- Raw records
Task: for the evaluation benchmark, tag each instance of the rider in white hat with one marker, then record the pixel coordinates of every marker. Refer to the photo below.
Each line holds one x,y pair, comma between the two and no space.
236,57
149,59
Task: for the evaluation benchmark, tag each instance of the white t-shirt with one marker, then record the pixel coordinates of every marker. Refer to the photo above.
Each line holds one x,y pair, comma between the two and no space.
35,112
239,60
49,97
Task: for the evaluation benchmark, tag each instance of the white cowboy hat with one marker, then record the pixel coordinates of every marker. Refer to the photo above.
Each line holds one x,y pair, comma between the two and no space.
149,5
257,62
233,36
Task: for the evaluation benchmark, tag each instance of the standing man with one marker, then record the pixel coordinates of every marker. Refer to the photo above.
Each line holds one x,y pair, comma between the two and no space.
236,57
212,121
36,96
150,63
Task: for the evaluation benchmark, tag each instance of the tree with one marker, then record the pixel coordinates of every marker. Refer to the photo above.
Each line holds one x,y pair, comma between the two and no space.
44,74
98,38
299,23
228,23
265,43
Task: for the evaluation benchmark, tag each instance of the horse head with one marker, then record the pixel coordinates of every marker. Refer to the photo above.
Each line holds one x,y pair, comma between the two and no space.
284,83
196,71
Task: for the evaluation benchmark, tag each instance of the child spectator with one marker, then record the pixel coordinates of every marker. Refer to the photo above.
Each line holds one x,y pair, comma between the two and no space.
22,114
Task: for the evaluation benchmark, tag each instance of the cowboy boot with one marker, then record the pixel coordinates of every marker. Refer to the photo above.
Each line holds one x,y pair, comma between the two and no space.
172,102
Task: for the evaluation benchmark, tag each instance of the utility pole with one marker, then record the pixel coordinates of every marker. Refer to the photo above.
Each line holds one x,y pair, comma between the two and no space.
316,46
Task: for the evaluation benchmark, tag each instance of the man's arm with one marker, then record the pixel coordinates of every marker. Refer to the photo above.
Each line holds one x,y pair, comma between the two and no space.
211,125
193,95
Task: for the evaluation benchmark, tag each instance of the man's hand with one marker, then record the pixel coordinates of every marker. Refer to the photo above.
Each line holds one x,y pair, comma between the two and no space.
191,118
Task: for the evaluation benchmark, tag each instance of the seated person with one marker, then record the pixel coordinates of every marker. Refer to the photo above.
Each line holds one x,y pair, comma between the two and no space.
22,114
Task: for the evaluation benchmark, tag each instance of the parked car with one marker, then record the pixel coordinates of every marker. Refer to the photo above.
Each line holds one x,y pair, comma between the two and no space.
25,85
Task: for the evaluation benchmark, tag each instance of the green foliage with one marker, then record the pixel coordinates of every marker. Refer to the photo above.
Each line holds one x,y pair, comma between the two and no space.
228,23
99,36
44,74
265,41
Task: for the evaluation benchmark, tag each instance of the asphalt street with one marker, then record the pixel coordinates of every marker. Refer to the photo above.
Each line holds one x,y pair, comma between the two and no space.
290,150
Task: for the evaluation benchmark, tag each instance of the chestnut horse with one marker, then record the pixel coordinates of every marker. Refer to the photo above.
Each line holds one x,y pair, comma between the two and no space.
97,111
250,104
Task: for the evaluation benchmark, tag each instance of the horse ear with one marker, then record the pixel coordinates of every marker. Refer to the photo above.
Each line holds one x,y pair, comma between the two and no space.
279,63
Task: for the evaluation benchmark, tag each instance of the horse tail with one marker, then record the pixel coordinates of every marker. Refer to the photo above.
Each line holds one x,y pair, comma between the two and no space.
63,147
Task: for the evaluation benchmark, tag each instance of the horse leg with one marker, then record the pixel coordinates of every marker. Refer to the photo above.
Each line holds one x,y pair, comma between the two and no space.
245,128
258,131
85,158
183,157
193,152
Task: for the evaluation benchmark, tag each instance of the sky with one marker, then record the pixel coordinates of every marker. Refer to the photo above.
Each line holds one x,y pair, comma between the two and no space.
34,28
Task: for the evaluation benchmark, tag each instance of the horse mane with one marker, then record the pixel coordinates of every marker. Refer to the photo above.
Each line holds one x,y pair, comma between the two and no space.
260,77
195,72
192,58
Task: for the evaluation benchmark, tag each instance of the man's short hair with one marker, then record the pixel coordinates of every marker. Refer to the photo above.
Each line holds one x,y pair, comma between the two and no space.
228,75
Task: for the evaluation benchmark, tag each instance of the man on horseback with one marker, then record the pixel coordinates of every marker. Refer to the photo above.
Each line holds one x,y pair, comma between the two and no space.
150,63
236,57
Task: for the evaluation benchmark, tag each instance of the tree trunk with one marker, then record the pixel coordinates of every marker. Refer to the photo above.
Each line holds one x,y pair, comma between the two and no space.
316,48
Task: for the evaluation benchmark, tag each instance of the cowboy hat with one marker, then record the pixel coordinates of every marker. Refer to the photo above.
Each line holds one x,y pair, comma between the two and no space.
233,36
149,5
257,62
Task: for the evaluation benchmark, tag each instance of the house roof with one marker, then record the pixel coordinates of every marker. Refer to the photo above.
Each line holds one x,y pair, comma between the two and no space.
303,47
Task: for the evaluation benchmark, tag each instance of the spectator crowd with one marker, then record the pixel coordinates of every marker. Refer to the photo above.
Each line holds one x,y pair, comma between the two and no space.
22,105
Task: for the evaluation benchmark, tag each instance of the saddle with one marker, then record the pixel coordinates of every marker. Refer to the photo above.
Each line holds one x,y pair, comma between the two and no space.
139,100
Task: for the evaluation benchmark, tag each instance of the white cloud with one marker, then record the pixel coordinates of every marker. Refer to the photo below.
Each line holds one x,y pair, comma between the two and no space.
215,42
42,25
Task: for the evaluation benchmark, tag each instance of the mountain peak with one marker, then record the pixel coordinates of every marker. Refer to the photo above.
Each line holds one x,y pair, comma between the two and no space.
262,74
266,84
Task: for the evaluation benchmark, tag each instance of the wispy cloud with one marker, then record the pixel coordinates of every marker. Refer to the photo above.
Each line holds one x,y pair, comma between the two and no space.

- Problem requirements
Starting with the line that contains "the tree trunk" and going on through the last line of the material, write every line out again, requests included, with each coordinate in the answers scaled by 1.05 and rounded to a whole number, halves rounding up.

- Full output
Task: for the evaluation benchmark, tag each instance of the tree trunk with one marker, then record the pixel coordinates of every marker. Refer to the photo above.
Each line holds one x,y pair, comma between the two and no space.
332,50
Task: for the evaluation benchmark, tag each instance of the cowboy hat with one marker, then record the pixel coordinates of every marker. Refer to the photo above.
Each line holds one x,y pair, comma between the two and no space.
245,38
156,5
270,65
Task: for the evaluation benchmark, tag each instance of the house roof with one marker, then record the pixel coordinates of every marker. Refer to the photo above.
Each line holds one x,y pair, comma between the two and no space.
318,49
Task: for the evaluation benchmark, tag each instance of the spectator crowd with one marker, then record the pixel coordinates of every marker. Refer to the photo above.
Each line holds one x,y pair, comma between the two and no space.
23,110
Task: for the evaluation benchmark, tag each instance of the saddle with one marker, then record the pixel coordinates of every marker. Refer to the photo above.
Each line holds one x,y pair, comma between the two and no space.
146,105
Task: for the evaluation benchmark, tag each instance of the white cloud with one marker, then record the pixel coordinates of every marker. Refer to the photo below.
Each line holds one x,y pair, comma between the two and no space.
226,44
44,26
Task: for the evaluation benchmark, tag each instance of the mountain peak with one marker, then record the pixel coordinates of every marker. Refer to the photo above.
Each line holds one x,y pair, comma between the two and no space.
275,78
279,88
Task: for the evaluation benchmark, tag each instance of the wispy cloud with one marker, then record the pixel coordinates of every marker. Refer to the photo above.
Each line holds one x,y pair, comma between the two and no space.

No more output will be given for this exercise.